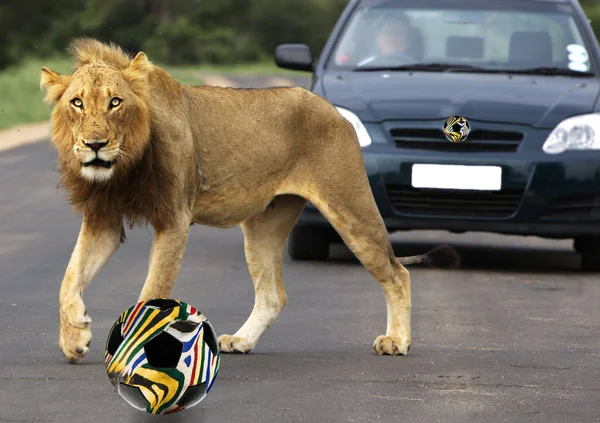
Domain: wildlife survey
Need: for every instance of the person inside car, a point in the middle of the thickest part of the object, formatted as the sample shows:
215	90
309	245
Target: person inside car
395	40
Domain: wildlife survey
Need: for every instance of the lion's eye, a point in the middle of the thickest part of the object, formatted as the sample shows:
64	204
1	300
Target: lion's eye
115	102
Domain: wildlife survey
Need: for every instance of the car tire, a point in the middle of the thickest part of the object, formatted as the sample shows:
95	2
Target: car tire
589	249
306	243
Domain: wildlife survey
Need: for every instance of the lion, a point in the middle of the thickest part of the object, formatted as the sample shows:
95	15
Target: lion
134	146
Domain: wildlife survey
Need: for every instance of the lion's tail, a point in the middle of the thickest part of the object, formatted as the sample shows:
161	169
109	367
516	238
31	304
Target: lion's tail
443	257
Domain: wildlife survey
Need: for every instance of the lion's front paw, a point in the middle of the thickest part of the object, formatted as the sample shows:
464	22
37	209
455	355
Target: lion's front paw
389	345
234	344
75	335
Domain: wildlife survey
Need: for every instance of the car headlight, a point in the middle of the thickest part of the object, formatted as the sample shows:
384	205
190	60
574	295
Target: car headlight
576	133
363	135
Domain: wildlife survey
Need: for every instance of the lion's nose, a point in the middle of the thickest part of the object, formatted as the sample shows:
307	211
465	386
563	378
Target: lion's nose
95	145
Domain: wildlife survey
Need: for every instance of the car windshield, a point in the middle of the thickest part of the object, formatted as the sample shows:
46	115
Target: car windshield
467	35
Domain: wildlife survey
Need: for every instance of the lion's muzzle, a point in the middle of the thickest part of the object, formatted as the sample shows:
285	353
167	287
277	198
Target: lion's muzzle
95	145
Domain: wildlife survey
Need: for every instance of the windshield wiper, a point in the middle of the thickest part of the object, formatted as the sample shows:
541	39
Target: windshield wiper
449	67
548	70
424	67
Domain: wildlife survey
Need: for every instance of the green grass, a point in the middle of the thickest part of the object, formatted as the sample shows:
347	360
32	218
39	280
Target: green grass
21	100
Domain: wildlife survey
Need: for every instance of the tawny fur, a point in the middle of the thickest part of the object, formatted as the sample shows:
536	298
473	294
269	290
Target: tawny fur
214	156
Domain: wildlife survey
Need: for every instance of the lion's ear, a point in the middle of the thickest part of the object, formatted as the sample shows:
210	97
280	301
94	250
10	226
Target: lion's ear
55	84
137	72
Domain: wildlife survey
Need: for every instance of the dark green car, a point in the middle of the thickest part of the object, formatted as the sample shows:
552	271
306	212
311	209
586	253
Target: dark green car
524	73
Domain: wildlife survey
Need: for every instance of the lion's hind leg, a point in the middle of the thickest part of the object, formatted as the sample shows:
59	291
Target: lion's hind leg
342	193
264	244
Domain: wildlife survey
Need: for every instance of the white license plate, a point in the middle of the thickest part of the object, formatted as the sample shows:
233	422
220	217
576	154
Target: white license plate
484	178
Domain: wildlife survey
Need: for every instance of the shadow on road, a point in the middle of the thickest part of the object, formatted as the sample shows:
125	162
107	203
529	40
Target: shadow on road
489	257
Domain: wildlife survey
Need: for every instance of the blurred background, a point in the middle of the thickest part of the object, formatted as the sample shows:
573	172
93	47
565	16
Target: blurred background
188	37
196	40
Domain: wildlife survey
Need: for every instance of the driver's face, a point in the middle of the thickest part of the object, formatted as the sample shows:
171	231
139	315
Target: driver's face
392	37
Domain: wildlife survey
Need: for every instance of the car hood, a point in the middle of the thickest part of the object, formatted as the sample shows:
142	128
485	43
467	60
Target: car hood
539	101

____

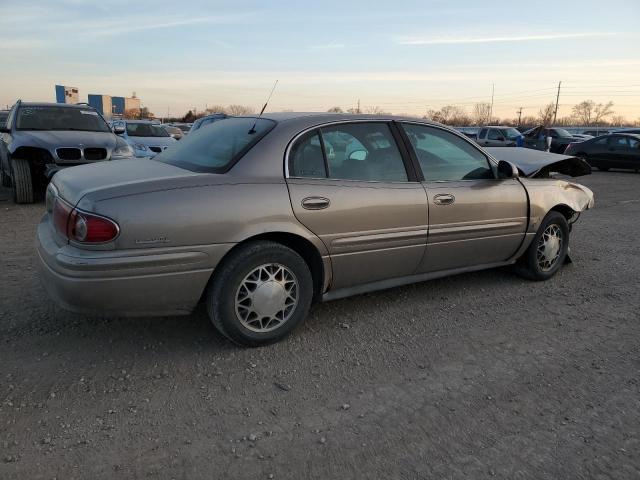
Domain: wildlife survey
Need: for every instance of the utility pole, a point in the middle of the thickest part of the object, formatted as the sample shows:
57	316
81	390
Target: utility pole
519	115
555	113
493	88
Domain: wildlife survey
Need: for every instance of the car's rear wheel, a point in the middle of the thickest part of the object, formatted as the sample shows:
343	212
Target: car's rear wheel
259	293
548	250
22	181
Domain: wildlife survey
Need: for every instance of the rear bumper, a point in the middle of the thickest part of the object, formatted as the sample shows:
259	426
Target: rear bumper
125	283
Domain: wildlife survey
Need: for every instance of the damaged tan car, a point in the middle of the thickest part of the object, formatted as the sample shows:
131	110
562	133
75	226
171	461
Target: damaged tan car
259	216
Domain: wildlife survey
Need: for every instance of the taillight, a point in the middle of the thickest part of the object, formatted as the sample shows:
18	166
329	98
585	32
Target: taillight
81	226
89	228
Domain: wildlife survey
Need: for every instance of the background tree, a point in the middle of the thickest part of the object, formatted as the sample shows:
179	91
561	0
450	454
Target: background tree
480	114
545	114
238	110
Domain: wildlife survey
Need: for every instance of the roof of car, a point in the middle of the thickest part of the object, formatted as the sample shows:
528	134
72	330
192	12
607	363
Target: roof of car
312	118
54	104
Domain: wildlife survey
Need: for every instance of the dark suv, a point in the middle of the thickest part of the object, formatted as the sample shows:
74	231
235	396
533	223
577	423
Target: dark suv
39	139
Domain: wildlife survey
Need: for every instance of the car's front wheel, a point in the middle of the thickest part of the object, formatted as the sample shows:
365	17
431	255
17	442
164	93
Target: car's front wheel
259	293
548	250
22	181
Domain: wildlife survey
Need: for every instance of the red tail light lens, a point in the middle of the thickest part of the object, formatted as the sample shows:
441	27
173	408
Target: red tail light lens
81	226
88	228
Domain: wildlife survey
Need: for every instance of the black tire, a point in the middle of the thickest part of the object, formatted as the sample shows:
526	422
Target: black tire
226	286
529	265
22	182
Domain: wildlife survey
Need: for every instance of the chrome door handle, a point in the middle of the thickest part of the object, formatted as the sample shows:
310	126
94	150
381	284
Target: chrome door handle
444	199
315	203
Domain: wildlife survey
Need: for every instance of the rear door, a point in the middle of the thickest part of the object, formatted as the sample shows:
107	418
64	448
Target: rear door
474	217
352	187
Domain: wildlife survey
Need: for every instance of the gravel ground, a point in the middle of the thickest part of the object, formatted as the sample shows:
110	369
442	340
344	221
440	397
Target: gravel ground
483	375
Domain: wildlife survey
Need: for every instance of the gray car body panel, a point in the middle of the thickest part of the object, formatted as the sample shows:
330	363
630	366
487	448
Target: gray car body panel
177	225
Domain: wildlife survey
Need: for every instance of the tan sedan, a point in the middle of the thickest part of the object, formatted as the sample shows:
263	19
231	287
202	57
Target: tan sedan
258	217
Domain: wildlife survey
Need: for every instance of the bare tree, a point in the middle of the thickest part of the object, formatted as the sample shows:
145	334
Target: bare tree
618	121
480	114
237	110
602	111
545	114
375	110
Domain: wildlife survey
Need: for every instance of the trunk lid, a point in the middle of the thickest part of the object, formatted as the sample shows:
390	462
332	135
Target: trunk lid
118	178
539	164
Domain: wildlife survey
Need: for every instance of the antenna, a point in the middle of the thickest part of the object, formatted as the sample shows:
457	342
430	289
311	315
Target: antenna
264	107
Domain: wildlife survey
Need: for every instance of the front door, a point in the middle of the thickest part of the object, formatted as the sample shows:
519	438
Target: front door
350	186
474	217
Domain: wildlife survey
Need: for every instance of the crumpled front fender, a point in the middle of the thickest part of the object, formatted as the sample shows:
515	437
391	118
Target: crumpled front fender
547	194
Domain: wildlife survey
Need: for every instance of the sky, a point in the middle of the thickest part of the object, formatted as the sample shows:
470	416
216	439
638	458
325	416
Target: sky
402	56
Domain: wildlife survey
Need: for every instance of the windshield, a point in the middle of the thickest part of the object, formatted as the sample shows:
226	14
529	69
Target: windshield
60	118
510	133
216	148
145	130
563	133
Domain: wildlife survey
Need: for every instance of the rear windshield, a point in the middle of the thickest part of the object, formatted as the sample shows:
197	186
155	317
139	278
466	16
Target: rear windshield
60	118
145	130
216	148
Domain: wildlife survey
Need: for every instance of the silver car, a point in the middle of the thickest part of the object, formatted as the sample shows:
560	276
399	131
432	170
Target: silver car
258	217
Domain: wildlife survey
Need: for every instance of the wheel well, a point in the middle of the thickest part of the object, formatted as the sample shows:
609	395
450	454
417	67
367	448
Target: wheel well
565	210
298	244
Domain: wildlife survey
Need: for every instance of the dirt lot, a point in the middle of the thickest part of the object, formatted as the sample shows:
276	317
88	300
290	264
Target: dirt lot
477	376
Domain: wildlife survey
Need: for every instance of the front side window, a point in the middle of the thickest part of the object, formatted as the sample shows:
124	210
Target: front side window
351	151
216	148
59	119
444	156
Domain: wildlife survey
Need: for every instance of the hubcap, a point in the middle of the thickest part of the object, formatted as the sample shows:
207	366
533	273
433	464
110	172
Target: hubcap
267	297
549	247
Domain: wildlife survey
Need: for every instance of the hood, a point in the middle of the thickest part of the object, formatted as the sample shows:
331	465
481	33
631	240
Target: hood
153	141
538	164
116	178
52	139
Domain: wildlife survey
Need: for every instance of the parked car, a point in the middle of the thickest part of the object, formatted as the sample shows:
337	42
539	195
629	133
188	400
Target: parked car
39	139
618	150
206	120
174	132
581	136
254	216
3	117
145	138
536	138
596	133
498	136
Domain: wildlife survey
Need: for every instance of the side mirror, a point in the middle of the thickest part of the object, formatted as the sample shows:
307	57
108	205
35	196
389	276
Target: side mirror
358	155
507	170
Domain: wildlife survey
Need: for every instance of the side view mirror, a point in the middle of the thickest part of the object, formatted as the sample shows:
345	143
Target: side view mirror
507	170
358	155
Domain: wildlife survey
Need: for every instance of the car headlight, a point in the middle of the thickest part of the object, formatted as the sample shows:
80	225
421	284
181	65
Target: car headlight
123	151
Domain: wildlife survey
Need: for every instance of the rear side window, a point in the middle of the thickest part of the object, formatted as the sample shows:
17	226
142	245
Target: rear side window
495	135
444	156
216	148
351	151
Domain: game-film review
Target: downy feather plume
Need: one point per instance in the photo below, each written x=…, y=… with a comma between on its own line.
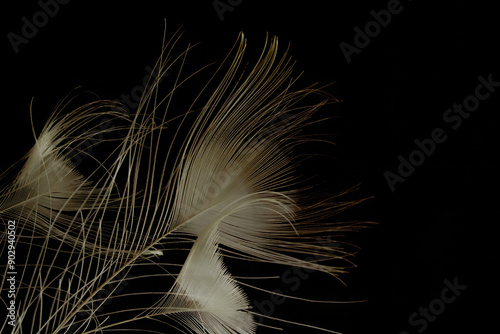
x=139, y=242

____

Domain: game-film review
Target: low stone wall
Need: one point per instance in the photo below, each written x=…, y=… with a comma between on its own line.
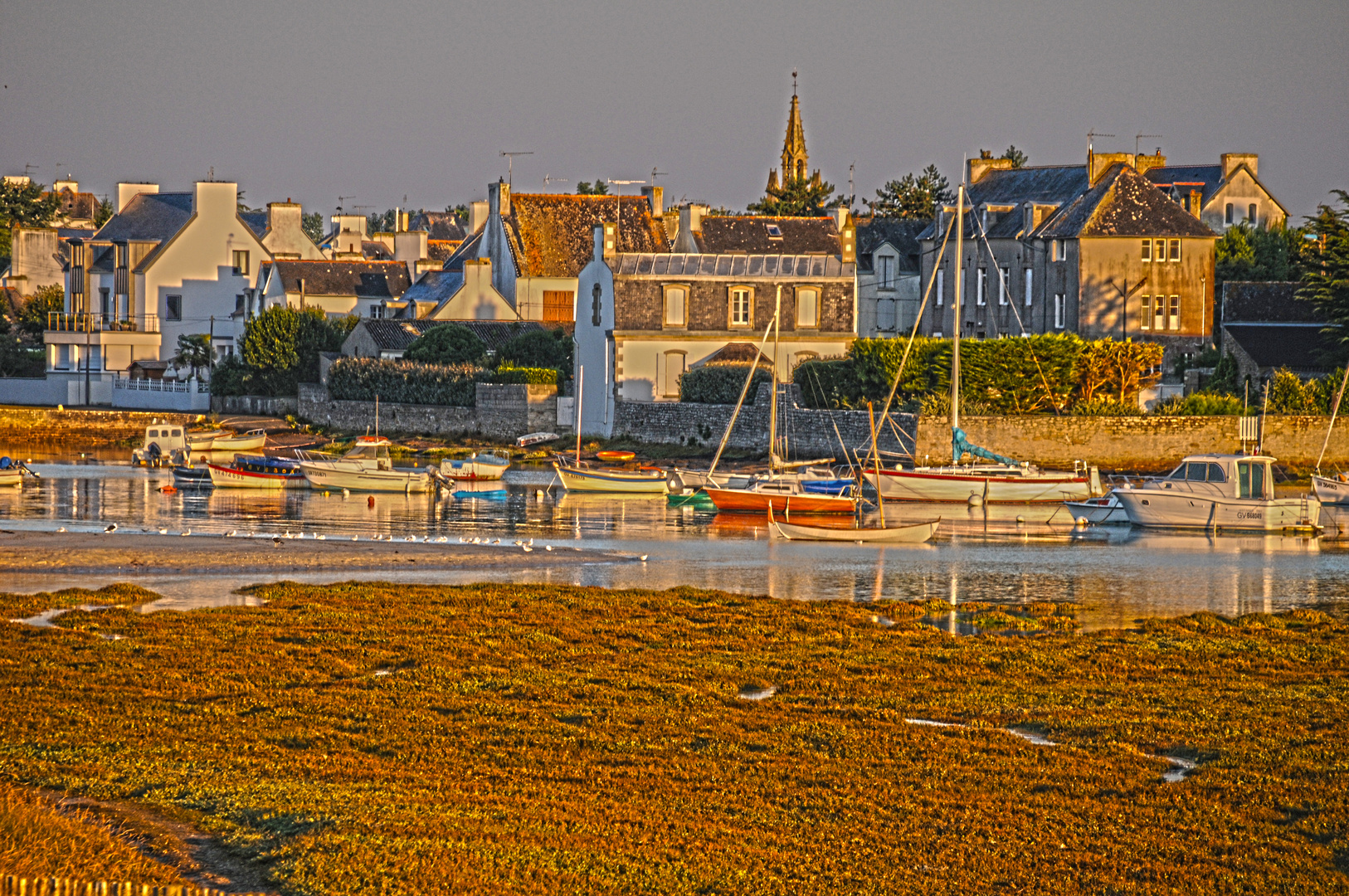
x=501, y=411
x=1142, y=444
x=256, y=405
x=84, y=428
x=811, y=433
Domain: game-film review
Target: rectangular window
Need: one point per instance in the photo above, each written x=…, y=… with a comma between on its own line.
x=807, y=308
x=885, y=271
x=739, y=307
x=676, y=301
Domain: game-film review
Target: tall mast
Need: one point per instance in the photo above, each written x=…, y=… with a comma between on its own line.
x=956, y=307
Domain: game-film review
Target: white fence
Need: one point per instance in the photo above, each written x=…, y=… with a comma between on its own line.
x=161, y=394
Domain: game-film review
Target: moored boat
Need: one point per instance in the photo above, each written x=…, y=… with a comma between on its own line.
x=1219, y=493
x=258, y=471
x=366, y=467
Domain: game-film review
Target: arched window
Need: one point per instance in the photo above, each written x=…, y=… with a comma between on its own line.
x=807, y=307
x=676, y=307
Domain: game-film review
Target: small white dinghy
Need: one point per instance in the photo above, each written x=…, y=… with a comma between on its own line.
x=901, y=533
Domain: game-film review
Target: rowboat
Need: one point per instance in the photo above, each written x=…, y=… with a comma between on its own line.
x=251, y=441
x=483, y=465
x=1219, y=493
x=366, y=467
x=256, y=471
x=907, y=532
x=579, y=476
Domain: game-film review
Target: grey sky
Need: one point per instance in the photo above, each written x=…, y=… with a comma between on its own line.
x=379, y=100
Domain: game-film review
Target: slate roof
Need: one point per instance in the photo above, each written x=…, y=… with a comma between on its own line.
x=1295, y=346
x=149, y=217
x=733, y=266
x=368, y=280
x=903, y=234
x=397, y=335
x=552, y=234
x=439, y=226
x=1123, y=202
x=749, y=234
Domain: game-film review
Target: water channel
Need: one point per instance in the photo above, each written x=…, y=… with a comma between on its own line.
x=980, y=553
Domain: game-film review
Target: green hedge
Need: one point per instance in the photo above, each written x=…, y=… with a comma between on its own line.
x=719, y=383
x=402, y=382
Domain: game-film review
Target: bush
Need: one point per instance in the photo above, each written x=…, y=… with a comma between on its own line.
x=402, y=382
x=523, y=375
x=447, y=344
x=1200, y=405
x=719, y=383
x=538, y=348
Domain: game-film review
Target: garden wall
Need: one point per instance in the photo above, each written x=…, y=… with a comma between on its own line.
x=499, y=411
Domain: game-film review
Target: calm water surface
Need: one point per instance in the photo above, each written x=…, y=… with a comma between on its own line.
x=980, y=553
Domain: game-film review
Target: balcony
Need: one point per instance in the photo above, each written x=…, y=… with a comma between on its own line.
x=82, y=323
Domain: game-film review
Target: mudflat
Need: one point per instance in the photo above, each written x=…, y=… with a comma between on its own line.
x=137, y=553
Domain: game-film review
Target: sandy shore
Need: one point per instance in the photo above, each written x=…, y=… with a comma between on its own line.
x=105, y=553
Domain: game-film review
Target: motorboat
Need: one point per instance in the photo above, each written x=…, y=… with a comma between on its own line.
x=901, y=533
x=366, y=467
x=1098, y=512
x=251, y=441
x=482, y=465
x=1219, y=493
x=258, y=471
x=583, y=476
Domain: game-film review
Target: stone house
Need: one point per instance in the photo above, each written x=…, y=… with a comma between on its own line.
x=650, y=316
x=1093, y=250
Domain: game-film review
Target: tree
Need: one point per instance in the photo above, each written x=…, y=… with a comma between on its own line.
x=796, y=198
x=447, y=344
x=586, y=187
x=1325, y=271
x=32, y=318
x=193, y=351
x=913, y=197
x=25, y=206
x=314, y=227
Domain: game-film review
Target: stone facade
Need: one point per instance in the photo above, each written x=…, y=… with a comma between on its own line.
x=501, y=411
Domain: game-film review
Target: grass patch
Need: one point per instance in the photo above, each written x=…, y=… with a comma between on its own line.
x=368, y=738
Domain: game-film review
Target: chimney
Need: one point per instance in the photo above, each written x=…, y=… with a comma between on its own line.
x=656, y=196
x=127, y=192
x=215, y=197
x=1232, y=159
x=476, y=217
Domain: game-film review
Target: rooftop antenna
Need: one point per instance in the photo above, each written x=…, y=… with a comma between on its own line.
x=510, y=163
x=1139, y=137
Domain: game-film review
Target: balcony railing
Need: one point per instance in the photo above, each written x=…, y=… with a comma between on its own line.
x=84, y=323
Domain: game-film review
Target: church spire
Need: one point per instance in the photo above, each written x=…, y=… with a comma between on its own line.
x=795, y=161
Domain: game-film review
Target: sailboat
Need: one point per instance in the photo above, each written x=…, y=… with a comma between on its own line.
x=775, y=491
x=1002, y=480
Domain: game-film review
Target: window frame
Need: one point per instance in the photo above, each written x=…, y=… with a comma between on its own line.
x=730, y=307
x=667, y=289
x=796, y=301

____

:: Request ::
List every line above that contains the word "body", copying each such line in full.

:: Result for this task ::
Need: for every instance of the gray car body panel, a point in the middle of the thickest part of the object, formatted as the sample shows:
Target: gray car body panel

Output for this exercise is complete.